WHAT THIS TASK INVOLVES
Rewrite every line of the data below as a JSON list of strings, with one string per line and no blank lines.

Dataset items
┏━━

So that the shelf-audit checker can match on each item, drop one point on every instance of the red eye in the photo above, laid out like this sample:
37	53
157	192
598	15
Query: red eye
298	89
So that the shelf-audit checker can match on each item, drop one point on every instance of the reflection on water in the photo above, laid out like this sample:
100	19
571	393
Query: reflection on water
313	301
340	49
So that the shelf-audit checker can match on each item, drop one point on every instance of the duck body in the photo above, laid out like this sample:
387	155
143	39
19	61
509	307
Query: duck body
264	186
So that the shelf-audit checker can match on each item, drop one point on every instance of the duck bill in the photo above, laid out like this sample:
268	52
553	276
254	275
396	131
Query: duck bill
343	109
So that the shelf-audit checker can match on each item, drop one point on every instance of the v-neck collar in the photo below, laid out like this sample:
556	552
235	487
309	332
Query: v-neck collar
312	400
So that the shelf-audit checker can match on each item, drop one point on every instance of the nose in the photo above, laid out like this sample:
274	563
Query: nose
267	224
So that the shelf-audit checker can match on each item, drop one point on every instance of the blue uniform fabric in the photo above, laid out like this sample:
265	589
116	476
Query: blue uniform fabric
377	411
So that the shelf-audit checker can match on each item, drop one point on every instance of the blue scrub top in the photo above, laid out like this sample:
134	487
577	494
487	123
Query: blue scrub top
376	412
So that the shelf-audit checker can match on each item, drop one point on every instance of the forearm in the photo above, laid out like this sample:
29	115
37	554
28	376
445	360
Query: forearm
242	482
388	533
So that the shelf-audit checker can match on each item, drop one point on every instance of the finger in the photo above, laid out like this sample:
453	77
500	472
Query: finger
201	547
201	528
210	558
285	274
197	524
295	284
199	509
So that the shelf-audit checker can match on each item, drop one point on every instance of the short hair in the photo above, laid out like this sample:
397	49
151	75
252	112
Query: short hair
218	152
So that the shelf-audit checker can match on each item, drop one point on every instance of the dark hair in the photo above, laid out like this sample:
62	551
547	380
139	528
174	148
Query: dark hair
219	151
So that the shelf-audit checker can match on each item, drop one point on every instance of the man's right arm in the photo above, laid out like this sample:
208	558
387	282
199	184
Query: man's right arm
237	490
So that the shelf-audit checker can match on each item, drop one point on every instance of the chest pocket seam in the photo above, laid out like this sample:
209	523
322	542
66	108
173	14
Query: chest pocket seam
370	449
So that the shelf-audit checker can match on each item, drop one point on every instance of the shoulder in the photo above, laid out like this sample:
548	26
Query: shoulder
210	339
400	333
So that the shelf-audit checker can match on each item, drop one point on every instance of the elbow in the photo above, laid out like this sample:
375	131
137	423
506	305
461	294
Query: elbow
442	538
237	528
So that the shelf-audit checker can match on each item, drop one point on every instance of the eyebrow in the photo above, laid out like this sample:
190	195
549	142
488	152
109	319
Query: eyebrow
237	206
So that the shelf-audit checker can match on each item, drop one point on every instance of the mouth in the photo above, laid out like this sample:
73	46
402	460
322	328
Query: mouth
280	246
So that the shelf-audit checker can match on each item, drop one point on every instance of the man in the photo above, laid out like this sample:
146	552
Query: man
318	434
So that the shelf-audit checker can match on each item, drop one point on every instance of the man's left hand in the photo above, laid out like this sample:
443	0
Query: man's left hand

┗━━

FINISHED ANSWER
[
  "So that the shelf-audit checker can match on each item, drop one point on every instance of the red eye in the photo above, laid out like this sample:",
  "37\t53",
  "157\t192",
  "598\t15",
  "Query: red eye",
  "298\t89",
  "So that the shelf-audit checker can match on each item, drop one point on every instance of the reflection on water in the photo above, laid out like this sample:",
  "100\t19",
  "571\t393",
  "Query: reflection on water",
  "313\t301",
  "340\t49",
  "So that the shelf-audit checker can match on each item, drop one point on every instance of the duck body in the photo above, laid out like this sample:",
  "387\t155",
  "143\t39",
  "19\t61",
  "509\t307",
  "Query: duck body",
  "264\t186",
  "So that the shelf-audit checker can match on each item, drop one point on every instance of the duck bill in the photo above, laid out like this sample:",
  "268\t52",
  "553\t276",
  "254\t275",
  "396\t131",
  "Query: duck bill",
  "343\t109",
  "So that the shelf-audit checker can match on each item, drop one point on every instance of the v-neck collar in the photo below, laid out like this sample:",
  "556\t552",
  "235\t487",
  "309\t332",
  "Query: v-neck collar",
  "312\t400",
  "So that the shelf-audit checker can match on each item, drop one point on every instance of the nose in the photo above, laid out like this sample:",
  "274\t563",
  "Query: nose",
  "267\t224",
  "So that the shelf-audit checker can match on each item, drop one point on every instance of the blue uniform fabric in the photo above, laid out like this sample:",
  "265\t589",
  "116\t476",
  "Query: blue uniform fabric",
  "377\t411",
  "So that the shelf-audit checker can match on each item, drop one point on every instance of the blue scrub top in the photo above, laid out like this sample:",
  "134\t487",
  "577\t494",
  "487\t123",
  "Query: blue scrub top",
  "376\t412",
  "So that the shelf-audit checker can match on each item, drop one point on every instance of the forearm in the photo above, laid out like this sample:",
  "29\t115",
  "37\t554",
  "28\t376",
  "445\t360",
  "Query: forearm",
  "242\t482",
  "388\t533",
  "So that the shelf-audit checker can match on each item, drop one point on every instance of the finger in the photo above, laid out like this sample:",
  "453\t77",
  "500\t472",
  "Query: finger",
  "201\t547",
  "201\t528",
  "210\t558",
  "285\t274",
  "197\t524",
  "295\t284",
  "199\t509",
  "So that the shelf-audit checker can match on each item, drop one point on every instance of the short hair in the photo above, laid out like this sample:",
  "397\t49",
  "151\t75",
  "252\t112",
  "Query: short hair",
  "218\t152",
  "So that the shelf-audit checker can match on each item, drop one point on every instance of the dark hair in the photo above, laid out like this sample:",
  "62\t551",
  "547\t380",
  "139\t528",
  "174\t148",
  "Query: dark hair",
  "219\t151",
  "So that the shelf-audit checker can match on each item, drop one point on every instance of the man's right arm in the photo above, laid out like this sample:",
  "208\t558",
  "387\t282",
  "199\t184",
  "Query: man's right arm",
  "237\t490",
  "So that the shelf-audit checker can match on each item, drop one point on every instance of the chest pocket seam in the photo above, laid out like this sample:",
  "209\t523",
  "322\t542",
  "66\t108",
  "173\t14",
  "Query: chest pocket seam",
  "370\t449",
  "So that the shelf-audit checker can match on each item, drop one point on every instance of the shoulder in the photo above, laid out like this sample:",
  "548\t26",
  "Query: shoulder",
  "210\t339",
  "400\t333",
  "So that the shelf-audit checker can match on each item, drop one point on every instance of the elbow in the photo above, laid out like this sample:",
  "375\t131",
  "137\t423",
  "506\t305",
  "461\t294",
  "Query: elbow",
  "442\t538",
  "237\t528",
  "So that the shelf-audit checker can match on each item, drop one point on every instance of the eyebrow in the photo above, laid out like this sample:",
  "190\t195",
  "549\t142",
  "488\t152",
  "109\t319",
  "Query: eyebrow",
  "237\t206",
  "So that the shelf-audit checker can match on each item, drop one point on every instance of the mouth in the photo above, laid out like this sample:",
  "73\t46",
  "402\t460",
  "322\t328",
  "Query: mouth",
  "280\t246",
  "So that the shelf-audit checker can match on each item, drop one point on every instance of the man in the photo above, laid out like this sample:",
  "146\t552",
  "Query: man",
  "318\t434",
  "So that the shelf-audit checker can match on each item, drop one point on every instance of the man's left hand in the photo above, laid out like this sample:",
  "443\t0",
  "Query: man's left hand"
]